§ Texte fourni:
■ ■ ■ ■ ■ ■ ■
Comment l’accès aux médicaments peut-il être généralisé?
Favoriser l’accès aux médicaments pour les citoyens passe avant tout par l’élargissement de l’assurance-maladie. Une baisse des prix isolée ne résoudrait pas le problème, par contre elle aurait des effets délétères sur le secteur du médicament et menacerait dans un futur proche la disponibilité des médicaments. La révision des prix n’est pas une fin en soi mais le moyen de garantir la viabilité du système d’assurance maladie car on ne peut pas non plus imaginer un élargissement de la couverture médicale à l’ensemble des Marocains en maintenant les mêmes prix. Chacune des mesures prises isolément est non-viable, mais les deux mesures conjuguées permettent d’atteindre l’objectif : médicament pour tout le monde.

Et la place des médicaments génériques dans tout cela ?
■ ■ ■ ■ ■ ■ ■
§ Documents sources:

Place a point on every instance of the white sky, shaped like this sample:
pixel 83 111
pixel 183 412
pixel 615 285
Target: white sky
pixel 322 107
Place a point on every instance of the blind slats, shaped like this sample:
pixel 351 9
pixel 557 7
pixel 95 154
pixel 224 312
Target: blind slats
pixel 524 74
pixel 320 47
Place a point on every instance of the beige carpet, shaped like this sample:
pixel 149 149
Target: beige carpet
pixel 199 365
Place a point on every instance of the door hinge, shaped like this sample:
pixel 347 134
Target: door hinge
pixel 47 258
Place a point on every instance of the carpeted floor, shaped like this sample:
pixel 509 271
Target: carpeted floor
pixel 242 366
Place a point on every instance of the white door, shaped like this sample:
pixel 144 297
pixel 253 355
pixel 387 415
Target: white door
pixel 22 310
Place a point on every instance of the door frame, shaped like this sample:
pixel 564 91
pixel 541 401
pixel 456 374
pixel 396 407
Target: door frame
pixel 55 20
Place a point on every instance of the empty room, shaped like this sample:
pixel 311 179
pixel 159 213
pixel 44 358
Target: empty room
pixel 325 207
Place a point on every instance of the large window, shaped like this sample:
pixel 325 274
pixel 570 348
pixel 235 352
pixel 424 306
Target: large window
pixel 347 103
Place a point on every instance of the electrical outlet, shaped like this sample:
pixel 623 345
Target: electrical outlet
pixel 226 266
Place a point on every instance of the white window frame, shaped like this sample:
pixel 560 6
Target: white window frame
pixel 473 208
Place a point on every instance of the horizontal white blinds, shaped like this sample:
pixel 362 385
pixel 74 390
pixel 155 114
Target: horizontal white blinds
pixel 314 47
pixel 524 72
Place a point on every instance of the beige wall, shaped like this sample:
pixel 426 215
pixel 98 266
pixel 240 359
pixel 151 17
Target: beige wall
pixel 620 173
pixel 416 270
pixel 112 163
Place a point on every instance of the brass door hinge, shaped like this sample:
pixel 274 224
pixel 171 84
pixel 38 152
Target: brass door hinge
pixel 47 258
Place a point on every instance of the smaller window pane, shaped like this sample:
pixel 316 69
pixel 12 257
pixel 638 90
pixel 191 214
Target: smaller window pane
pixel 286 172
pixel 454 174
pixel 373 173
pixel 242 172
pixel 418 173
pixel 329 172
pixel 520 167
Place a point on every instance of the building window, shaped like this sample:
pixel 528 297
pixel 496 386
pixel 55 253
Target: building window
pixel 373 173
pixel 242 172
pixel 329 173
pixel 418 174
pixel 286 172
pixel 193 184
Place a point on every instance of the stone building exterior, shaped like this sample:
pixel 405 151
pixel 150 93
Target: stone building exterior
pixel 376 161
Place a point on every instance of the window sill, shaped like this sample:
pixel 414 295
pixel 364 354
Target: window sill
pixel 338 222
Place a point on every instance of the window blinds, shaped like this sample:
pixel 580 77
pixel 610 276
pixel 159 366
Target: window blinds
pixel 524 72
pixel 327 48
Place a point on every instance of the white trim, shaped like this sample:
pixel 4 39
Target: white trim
■ ■ ■ ■ ■ ■ ■
§ Exercices:
**a.** Recopiez le passage du texte sur l’accès aux médicaments allant de « Favoriser l’accès aux » jusqu’à « tout cela ? » inclus.
**b.** Reformulez sous forme de liste le paragraphe du texte sur l’accès aux médicaments qui commence par « Favoriser l’accès aux médicaments », en conservant ses idées principales.
Répondez en vous appuyant uniquement sur le texte fourni.

§ Corrigés:
**a.**
Favoriser l’accès aux médicaments pour les citoyens passe avant tout par l’élargissement de l’assurance-maladie. Une baisse des prix isolée ne résoudrait pas le problème, par contre elle aurait des effets délétères sur le secteur du médicament et menacerait dans un futur proche la disponibilité des médicaments. La révision des prix n’est pas une fin en soi mais le moyen de garantir la viabilité du système d’assurance maladie car on ne peut pas non plus imaginer un élargissement de la couverture médicale à l’ensemble des Marocains en maintenant les mêmes prix. Chacune des mesures prises isolément est non-viable, mais les deux mesures conjuguées permettent d’atteindre l’objectif : médicament pour tout le monde.

Et la place des médicaments génériques dans tout cela ?

**b.**
- L’accès des citoyens aux médicaments passe avant tout par l’élargissement de l’assurance-maladie.
- Une baisse des prix isolée ne réglerait pas le problème. Elle nuirait au secteur du médicament et menacerait bientôt la disponibilité des médicaments.
- La révision des prix n’est pas une fin en soi. C’est un moyen de garantir la viabilité du système d’assurance maladie.
- On ne peut pas étendre la couverture médicale à tous les Marocains en gardant les mêmes prix.
- Chaque mesure prise isolément est non viable. Ensemble, elles permettent d’atteindre l’objectif du médicament pour tout le monde.